*SOURCE DOCUMENT*:
There you are making $7 an hour and paying $250 a week. This is crazy. I
thought, I have totally screwed up this whole experiment in low-wage living
and yet, everybody else in the motel was another working person, usually,
though, with four or five people in one little room instead of just one.
What were
gender relations like, dealing with the men doing low-wage work?
Not too
different from gender relations anywhere. I was pleased to see that everywhere
I worked the message about the sexual harassment law has gotten through. That
is taught, usually. Wal-Mart spent some time on that in their orientation. Of
course they also spend time in their orientation on a union-busting video. In
a number of places I was told, Watch out for so-and-so. If he comes on to you
or starts calling you Sweetie, tell me. I felt good about that. That may be
the only advance in workplace rights we’ve had in decades.
Wal-Mart has
an economy larger than 161 countries. Charlie Kernaghan, the director of the
National Labor Committee in New York, has identified Wal-Mart as using
sweatshop labor. Did sweatshop labor come up in the video at all?
Are you
kidding? Wal-Mart is a little bit of a cult. In fact, the video, weirdly
enough, emphasizes Sam Walton, and Walton, although dead, is very much alive.
In many training videos Sam Walton comes out and pumps you up about something
like the perpetual inventory system. He’s shown saying that he tries to buy
American. I said, What? Because nothing in the ladieswear department was made
in this country. All of Wal-Mart’s clothes and most of the clothes that I
buy, unfortunately, are made in pretty dreadful conditions somewhere in the
Third World.
Corporations
like Nike, for example, in response to criticism of sweatshop labor say, We
are providing work where no work exists. We’re putting money into the
pockets of poor Third World people. How would you respond to that?

*GOAL*: Take the stretch of the interview on low-wage work from "Wal-Mart has" through "video at all?" and write it out again with "Wal-Mart" changed to "Walmart" everywhere it appears. You won't need the lines that come after this.

*GIVEN MATERIAL*:
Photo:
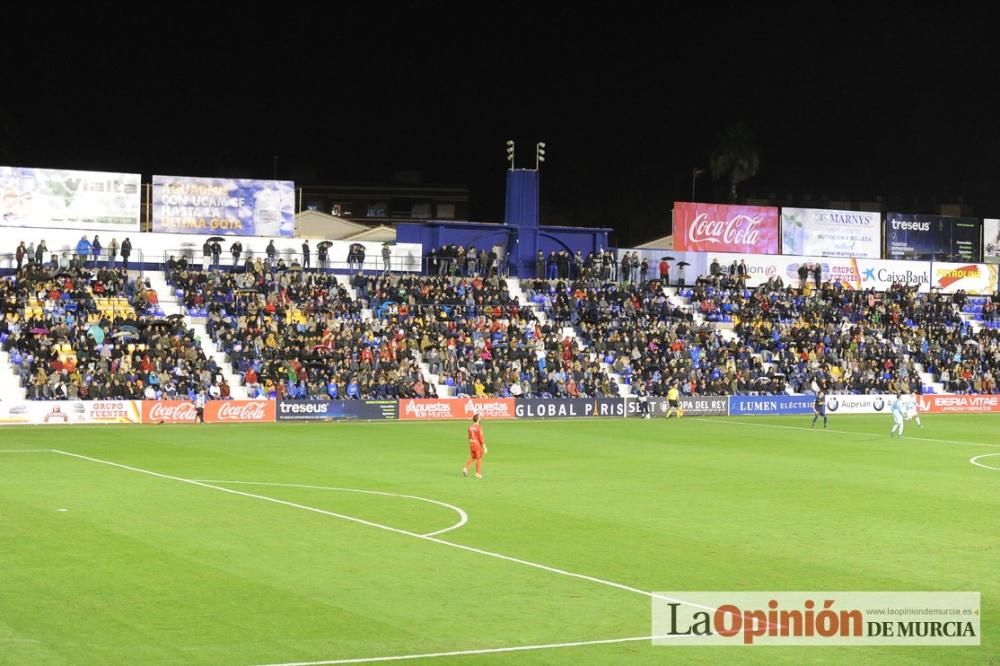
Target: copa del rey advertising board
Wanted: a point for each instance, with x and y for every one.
(701, 227)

*FINISHED EXERCISE*:
Walmart has
an economy larger than 161 countries. Charlie Kernaghan, the director of the
National Labor Committee in New York, has identified Walmart as using
sweatshop labor. Did sweatshop labor come up in the video at all?